[Start of Quoted text]

1 October 2014
The Life Surprises survey from Sanlam found the ‘surprises’ which most severely impacted respondents financially were the loss of savings, retrenchment and business closure. Whereas the ‘surprises’ with the biggest emotional impact were loss of savings, death in the family and non-vehicle accidents. It also found that most people were underprepared to deal with these surprises.
Regrets featured strongly among the surveyed age group, with 82.3% wishing they’d done more to prepare financially during their lives and 74.3% stating they would change their financial preparations. On a positive note, life surprises that had delighted respondents included an unexpected inheritance, a gifted child and landing a dream job.
As part of the project, respondents were asked to write a letter to themselves at the age of 20. Starting to save early featured most frequently in the letters. Advice to their younger selves included:
The survey – commissioned by financial services provider Sanlam and conducted among 600 South Africans aged 50 and up – aimed to draw on the wisdom of the more mature portion of our population. Karin Muller, head of Growth Market Solutions at Sanlam, says: “We are hoping that the lessons from the older members of our society will inspire more people to get organised and plan for life’s unexpected events.”
The extent to which financial knocks are also emotional knocks was the most eye-opening finding in the research, according to Muller. “We did not anticipate that loss of savings, loss of income, retrenchment or business closure would feature so highly on the emotional poll. The loss of savings or pensions savings, which had the highest financial impact, was also ranked to have the biggest emotional impact.”
She said that, while these big financial events will always be financially devastating, there are steps that can be taken to prepare for them, so the overall impact can be lessened. “Having an emergency fund equal to between three and six months of your monthly salary, a robust financial plan, appropriate insurance (risk cover) and an up-to-date will are good places to start when planning proactively for life surprises.”
The survey also found that a very high number of South Africans aged 50 and older were unexpectedly having to support others. Four in 10 of those surveyed (40.5%) had to provide for loved ones who they had not anticipated would become their responsibility. Muller says a good starting point is for families to have the difficult conversations about financial planning. “This will never be easy, as it does not come naturally to many families to talk about money, but being direct and working with a professional planner can help families have a better outcome in these situations.”

[End of Quoted text]
[Start of Excerpted data]

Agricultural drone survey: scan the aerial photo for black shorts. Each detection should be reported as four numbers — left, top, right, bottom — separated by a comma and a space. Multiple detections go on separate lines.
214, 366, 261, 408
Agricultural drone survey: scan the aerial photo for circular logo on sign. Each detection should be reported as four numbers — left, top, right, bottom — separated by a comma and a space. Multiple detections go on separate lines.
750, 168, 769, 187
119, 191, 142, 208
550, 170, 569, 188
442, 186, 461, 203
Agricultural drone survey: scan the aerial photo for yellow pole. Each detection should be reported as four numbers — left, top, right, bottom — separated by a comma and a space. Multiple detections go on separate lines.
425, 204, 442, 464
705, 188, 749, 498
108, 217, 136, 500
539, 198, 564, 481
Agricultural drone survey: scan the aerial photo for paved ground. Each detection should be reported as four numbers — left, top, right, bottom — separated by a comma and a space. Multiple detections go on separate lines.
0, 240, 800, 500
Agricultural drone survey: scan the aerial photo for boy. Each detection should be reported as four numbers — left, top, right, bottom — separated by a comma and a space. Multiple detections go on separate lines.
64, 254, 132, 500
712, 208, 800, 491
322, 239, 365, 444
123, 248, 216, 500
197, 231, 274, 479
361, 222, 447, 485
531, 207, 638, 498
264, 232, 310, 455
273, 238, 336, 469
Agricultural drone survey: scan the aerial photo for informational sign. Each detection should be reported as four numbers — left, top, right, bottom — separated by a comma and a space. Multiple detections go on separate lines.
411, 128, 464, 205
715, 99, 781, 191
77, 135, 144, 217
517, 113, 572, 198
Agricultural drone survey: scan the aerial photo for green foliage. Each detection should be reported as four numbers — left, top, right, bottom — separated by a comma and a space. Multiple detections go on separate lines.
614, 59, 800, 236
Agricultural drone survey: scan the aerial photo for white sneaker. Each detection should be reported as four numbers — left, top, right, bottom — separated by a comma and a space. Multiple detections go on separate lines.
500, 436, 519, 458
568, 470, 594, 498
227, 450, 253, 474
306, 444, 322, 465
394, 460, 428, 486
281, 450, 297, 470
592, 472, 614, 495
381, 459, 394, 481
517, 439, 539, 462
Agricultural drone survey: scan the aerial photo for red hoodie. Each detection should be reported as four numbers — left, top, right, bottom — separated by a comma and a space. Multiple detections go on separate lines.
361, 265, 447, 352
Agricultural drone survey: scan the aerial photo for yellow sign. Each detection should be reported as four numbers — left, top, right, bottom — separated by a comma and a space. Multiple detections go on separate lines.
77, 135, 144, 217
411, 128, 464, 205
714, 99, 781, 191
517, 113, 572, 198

[End of Excerpted data]
[Start of Excerpted data]

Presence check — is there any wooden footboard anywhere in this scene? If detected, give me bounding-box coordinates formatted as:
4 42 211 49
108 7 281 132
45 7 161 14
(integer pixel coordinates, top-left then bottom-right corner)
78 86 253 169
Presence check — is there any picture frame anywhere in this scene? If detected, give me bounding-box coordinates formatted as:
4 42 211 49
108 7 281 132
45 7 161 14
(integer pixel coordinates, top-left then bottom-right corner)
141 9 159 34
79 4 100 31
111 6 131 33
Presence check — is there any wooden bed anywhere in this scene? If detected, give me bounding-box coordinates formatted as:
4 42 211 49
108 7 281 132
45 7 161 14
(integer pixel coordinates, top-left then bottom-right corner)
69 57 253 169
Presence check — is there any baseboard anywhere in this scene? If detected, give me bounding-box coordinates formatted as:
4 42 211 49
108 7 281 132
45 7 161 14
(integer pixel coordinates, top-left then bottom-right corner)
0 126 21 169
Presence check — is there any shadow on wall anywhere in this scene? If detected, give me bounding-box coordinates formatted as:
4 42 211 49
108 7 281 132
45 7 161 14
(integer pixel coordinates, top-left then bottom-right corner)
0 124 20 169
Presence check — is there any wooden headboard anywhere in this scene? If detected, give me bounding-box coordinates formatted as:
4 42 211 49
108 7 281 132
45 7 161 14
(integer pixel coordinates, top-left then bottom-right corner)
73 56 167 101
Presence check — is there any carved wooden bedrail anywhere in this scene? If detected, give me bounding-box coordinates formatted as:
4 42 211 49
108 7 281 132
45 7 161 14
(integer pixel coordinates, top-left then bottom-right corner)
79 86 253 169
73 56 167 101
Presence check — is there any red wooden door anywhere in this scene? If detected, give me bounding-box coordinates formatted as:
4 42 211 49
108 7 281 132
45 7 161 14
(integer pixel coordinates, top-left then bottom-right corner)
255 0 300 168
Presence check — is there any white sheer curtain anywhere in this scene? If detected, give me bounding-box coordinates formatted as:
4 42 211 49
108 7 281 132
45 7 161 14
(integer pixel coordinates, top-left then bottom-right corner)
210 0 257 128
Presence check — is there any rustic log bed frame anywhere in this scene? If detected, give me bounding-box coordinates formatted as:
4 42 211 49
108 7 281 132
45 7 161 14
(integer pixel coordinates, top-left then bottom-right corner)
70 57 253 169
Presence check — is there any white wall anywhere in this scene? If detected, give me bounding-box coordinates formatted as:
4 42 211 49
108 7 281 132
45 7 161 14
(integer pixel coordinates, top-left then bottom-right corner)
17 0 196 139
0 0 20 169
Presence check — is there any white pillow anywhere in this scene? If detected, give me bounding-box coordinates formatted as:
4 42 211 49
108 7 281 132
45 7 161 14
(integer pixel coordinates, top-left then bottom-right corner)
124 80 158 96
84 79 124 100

[End of Excerpted data]
[Start of Excerpted data]

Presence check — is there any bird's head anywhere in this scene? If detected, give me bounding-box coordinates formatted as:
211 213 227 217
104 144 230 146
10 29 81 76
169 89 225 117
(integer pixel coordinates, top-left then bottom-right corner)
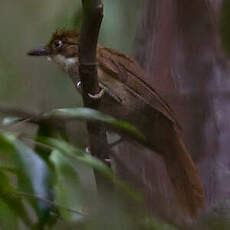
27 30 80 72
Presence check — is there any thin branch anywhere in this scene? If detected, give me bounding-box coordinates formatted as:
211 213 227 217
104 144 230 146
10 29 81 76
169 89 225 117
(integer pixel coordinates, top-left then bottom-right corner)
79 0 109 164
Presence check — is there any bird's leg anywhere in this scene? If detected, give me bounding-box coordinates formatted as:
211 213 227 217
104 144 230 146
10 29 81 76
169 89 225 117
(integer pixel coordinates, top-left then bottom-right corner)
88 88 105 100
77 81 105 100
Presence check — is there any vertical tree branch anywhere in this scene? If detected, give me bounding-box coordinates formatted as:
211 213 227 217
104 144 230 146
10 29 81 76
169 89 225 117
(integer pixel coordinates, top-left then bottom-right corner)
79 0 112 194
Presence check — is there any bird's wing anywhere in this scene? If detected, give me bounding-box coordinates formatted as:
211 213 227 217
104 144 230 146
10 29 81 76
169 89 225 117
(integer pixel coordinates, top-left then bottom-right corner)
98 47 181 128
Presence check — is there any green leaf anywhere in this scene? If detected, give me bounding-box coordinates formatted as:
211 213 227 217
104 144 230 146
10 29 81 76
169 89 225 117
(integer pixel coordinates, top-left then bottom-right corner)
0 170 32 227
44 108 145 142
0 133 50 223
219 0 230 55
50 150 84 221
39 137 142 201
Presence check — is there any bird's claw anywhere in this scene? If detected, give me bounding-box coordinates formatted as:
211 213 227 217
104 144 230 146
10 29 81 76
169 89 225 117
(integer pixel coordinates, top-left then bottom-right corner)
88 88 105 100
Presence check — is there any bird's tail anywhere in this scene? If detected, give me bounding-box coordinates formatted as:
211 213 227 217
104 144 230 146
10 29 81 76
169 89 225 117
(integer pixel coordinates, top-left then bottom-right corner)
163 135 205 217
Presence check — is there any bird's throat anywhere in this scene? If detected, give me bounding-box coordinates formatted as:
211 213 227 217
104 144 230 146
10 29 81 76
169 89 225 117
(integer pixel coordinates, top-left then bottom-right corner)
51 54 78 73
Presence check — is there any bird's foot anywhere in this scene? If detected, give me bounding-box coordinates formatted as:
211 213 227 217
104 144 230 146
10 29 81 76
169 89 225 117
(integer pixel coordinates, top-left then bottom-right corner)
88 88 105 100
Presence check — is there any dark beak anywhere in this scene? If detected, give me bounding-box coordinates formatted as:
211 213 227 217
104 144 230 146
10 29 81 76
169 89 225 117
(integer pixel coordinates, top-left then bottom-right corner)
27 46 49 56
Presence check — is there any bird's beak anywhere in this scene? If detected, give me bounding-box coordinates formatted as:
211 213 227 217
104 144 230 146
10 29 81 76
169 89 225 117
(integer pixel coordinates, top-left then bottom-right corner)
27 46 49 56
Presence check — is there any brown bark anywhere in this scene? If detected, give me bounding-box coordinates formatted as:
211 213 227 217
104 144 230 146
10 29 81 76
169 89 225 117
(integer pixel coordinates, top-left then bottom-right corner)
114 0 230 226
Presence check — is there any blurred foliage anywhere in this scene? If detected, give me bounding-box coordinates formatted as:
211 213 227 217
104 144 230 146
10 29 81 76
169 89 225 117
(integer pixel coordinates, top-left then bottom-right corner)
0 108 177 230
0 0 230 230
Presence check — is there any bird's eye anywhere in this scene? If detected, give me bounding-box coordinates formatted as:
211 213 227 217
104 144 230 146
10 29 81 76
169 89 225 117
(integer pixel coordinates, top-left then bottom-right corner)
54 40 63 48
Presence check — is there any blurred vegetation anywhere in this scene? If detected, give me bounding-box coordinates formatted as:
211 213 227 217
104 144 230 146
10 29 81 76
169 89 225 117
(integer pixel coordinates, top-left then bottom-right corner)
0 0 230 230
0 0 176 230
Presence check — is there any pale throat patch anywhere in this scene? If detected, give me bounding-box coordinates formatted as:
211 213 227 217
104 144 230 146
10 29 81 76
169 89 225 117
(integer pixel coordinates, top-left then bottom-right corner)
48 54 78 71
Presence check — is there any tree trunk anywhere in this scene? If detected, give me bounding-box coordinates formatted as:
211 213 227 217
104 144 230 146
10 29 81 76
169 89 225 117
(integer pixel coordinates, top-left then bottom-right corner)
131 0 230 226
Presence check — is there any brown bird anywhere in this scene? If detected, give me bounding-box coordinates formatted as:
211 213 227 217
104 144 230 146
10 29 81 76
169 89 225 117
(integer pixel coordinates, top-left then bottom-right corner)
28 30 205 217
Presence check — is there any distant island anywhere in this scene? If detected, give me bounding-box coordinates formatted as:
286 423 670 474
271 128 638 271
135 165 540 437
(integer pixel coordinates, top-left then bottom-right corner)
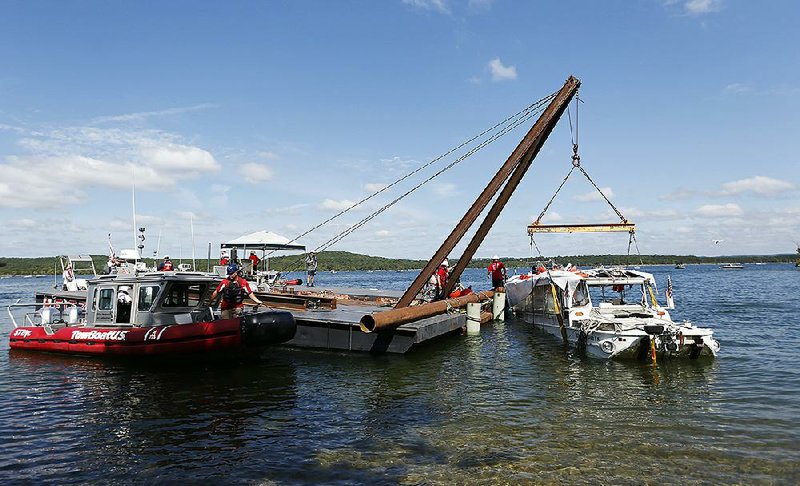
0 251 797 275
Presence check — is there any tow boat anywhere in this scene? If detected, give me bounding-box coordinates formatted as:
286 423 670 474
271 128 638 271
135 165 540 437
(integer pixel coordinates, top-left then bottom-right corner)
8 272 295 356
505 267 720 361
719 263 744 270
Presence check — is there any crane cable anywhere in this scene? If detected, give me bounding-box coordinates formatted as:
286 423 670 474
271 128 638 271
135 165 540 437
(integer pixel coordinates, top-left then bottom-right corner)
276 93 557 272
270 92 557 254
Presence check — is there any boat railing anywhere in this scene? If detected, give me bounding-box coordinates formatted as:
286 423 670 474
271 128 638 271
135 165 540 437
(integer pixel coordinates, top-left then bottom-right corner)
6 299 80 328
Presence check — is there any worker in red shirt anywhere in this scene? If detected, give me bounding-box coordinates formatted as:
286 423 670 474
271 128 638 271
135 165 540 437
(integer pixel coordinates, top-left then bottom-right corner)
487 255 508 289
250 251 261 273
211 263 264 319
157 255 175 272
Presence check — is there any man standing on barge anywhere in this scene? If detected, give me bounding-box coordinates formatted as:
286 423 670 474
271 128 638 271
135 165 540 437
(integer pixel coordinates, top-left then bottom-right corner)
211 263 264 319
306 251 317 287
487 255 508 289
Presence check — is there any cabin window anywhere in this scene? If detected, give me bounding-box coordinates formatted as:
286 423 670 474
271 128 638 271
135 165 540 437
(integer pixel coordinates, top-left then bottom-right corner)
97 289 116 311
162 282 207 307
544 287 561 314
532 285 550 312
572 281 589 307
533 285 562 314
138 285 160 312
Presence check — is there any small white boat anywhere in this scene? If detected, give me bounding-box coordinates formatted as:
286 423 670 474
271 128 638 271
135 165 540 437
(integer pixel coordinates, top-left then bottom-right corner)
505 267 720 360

[End of Excerpted data]

* Exercise tasks:
1 - In the Sanlam survey article, rewrite the paragraph starting "She said that, while these big financial events" as a short bulleted list that keeps its main facts.
2 - Copy word for word the part of the Sanlam survey article that begins at the words "1 October 2014" and ends after the words "a dream job.".

* Solutions in order:
1 -
- Muller said big financial events will always be financially devastating, but preparing for them can lessen their overall impact.
- She named these as good starting points for planning proactively for life surprises:
  - an emergency fund equal to three to six months of monthly salary
  - a robust financial plan
  - appropriate insurance (risk cover)
  - an up-to-date will

2 -
1 October 2014
The Life Surprises survey from Sanlam found the ‘surprises’ which most severely impacted respondents financially were the loss of savings, retrenchment and business closure. Whereas the ‘surprises’ with the biggest emotional impact were loss of savings, death in the family and non-vehicle accidents. It also found that most people were underprepared to deal with these surprises.
Regrets featured strongly among the surveyed age group, with 82.3% wishing they’d done more to prepare financially during their lives and 74.3% stating they would change their financial preparations. On a positive note, life surprises that had delighted respondents included an unexpected inheritance, a gifted child and landing a dream job.